● **TASK**
Pull out every line of the data below that contains the word "grass", and list those lines.

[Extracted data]

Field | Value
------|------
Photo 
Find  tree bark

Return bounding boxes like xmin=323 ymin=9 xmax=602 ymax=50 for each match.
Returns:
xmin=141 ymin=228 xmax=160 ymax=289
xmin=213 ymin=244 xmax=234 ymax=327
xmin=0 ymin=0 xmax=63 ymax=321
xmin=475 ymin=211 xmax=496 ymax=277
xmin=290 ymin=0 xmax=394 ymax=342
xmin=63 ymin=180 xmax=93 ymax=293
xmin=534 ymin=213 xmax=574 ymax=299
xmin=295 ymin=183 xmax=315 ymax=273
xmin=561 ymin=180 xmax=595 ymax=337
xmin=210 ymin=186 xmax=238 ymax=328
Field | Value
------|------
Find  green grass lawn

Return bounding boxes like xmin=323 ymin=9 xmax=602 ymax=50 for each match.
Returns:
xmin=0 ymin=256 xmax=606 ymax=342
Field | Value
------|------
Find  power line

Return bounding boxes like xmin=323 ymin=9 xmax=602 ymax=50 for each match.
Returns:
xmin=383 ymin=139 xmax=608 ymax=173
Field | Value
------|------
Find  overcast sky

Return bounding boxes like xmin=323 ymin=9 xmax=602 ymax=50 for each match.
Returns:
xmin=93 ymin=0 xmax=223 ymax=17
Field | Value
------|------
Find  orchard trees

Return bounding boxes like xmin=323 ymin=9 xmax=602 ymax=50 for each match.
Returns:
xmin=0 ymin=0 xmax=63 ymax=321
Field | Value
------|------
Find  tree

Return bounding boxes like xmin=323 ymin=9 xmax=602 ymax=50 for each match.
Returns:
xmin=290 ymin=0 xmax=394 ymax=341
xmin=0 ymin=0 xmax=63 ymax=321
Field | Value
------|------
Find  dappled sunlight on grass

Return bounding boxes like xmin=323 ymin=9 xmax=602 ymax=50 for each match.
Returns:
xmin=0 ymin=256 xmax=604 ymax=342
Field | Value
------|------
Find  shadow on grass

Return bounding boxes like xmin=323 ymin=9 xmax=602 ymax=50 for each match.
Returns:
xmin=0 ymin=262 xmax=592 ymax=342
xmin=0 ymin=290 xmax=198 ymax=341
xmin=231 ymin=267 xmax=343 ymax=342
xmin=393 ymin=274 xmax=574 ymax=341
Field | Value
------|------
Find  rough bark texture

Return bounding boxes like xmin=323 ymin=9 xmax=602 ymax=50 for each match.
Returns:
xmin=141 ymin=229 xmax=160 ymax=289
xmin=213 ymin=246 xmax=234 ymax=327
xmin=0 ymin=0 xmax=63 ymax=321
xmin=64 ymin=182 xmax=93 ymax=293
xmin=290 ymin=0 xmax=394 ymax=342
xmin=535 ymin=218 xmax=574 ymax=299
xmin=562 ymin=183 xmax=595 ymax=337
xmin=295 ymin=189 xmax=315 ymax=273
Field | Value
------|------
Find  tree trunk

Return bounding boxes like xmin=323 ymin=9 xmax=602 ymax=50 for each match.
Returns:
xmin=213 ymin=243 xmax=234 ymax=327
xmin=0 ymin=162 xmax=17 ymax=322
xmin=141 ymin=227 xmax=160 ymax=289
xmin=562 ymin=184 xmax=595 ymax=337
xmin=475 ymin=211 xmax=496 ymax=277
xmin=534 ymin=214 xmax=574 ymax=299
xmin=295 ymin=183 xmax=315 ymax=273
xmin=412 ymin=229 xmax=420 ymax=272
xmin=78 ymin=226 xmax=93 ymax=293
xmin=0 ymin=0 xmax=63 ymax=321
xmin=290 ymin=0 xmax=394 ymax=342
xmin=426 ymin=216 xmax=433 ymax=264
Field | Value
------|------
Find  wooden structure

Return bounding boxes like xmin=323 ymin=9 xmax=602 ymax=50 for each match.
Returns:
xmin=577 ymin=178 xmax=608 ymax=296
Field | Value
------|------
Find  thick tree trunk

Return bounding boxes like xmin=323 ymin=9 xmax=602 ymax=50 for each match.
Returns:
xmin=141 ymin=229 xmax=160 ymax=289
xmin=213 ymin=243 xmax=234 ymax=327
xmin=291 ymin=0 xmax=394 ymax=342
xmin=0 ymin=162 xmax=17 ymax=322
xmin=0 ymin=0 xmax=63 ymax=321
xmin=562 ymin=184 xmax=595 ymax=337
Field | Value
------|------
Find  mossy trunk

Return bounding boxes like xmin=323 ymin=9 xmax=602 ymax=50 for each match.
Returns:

● **FINAL RESULT**
Find  green grass lawn
Find  dappled sunlight on grass
Find  shadow on grass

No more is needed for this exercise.